◆ Goal
Edit the entries below by replacing every "keypoint" with "point" and leaving everything else unchanged.

◆ Listing
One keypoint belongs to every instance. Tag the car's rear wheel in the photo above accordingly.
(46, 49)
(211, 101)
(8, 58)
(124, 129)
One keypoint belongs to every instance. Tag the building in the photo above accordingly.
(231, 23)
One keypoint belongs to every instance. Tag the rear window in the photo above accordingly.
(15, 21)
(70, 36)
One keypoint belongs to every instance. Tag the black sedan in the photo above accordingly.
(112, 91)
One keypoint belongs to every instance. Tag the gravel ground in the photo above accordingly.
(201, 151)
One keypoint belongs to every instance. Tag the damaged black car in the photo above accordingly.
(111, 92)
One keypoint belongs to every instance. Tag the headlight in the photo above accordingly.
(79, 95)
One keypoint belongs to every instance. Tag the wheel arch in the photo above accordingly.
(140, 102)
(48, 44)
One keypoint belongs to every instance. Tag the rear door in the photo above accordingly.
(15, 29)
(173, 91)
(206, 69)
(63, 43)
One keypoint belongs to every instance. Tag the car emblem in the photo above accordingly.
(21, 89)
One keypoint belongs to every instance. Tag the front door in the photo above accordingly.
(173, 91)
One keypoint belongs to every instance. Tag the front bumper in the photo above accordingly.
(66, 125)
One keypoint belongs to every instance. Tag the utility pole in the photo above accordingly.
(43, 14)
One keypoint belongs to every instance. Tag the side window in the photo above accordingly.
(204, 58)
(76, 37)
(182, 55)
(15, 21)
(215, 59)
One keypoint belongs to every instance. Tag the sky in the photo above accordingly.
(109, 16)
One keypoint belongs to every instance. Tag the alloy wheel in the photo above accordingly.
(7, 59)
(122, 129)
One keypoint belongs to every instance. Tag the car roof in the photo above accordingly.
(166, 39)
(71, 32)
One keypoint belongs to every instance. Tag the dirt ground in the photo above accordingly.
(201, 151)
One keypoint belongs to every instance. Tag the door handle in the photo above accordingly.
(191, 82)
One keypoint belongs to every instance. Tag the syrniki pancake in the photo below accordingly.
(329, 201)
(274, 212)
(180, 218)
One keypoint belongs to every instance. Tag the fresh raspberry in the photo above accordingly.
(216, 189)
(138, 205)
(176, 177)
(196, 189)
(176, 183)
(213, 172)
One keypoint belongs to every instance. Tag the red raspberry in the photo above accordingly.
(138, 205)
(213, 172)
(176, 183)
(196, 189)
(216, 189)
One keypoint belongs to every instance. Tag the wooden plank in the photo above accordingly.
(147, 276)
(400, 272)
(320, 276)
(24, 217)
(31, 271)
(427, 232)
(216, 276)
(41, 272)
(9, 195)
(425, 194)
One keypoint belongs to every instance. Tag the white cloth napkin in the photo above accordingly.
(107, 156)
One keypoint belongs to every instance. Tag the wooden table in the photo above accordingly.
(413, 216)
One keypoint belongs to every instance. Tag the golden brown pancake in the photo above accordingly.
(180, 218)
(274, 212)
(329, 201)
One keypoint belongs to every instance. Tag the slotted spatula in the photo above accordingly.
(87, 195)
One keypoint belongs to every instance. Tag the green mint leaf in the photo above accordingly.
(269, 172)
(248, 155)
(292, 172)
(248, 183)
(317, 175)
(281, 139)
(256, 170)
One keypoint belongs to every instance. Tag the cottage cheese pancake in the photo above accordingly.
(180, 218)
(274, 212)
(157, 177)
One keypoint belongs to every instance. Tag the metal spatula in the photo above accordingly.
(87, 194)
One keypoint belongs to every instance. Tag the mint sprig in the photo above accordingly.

◆ Reply to the exercise
One point belongs to every instance. Tag the car's rear wheel in the photo above accordingly.
(46, 49)
(211, 101)
(8, 58)
(124, 129)
One point belongs to every instance. Tag the building in the photo above accordingly.
(231, 23)
One point belongs to every instance. Tag the rear window in the photo above accordingly.
(15, 21)
(70, 36)
One point belongs to every instance. Tag the black sedan in the photo above accordingly.
(112, 91)
One point belongs to every instance. Tag the gravel ground in the photo above accordingly.
(201, 151)
One point belongs to every instance. Tag the damaged black car in the photo above accordingly.
(111, 92)
One point belongs to every instance. Tag the headlight in the photo above accordingly.
(79, 95)
One point belongs to every instance. Tag the wheel arch in the photo above accordingly.
(140, 102)
(48, 44)
One point belongs to every instance. Tag the rear door in the photo above accordingly.
(15, 29)
(173, 91)
(206, 69)
(63, 43)
One point belongs to every instance. Tag the car emblem in the photo above accordingly.
(21, 89)
One point belongs to every instance. Tag the front door in the photo above accordingly.
(173, 91)
One point belongs to every instance. Tag the front bumper in the photo above accordingly.
(66, 125)
One point belongs to every instance. Tag the utility pole in the photo above accordingly.
(43, 14)
One point belongs to every instance. Tag the side window in the photo above accordingly.
(204, 58)
(76, 37)
(182, 55)
(15, 21)
(215, 59)
One point belongs to every instance. Tag the sky in the photo above accordingly.
(109, 16)
One point belongs to every instance. Tag the alloy wheel in the photo above accordingly.
(7, 59)
(122, 129)
One point belongs to every instance. Tag the car roof in the photo above accordingly.
(166, 39)
(71, 32)
One point belongs to every instance. Tag the dirt ground in the photo above accordingly.
(201, 151)
One point belongs to every instance. Tag the door handle in the photo above accordingly.
(191, 82)
One point belongs to every instance. Tag the syrniki pancake in the photo below accordingly.
(329, 201)
(274, 212)
(180, 218)
One point belongs to every instance. Tag the fresh raspberry in the photo above accordingly.
(216, 189)
(138, 205)
(176, 177)
(196, 189)
(176, 183)
(213, 172)
One point belongs to every instance. Tag the red raspberry in the photo above accordingly.
(138, 205)
(213, 172)
(176, 183)
(196, 189)
(216, 189)
One point belongs to every instance. Tag the wooden plank in the photo above accordingly.
(147, 276)
(400, 272)
(320, 276)
(24, 217)
(31, 271)
(427, 232)
(216, 276)
(41, 272)
(9, 195)
(425, 194)
One point belongs to every instance. Tag the white cloth napkin in the photo above accordingly.
(107, 156)
One point belongs to every instance. Tag the wooden table in the photo above accordingly.
(413, 216)
One point belongs to every instance. Tag the golden brown pancake in the photo above accordingly.
(180, 218)
(274, 212)
(329, 201)
One point belongs to every instance. Tag the slotted spatula in the photo above accordingly.
(87, 195)
One point belongs to every instance. Tag the green mint leaf in the photo above accordingly.
(269, 172)
(248, 155)
(292, 172)
(248, 183)
(317, 175)
(281, 139)
(256, 170)
One point belongs to every instance. Tag the cottage cheese pancake in the photo above accordingly.
(180, 218)
(274, 212)
(157, 177)
One point belongs to every instance. Tag the metal spatula in the photo above accordingly.
(87, 194)
One point belongs to every instance. Tag the mint sprig in the photo above accordingly.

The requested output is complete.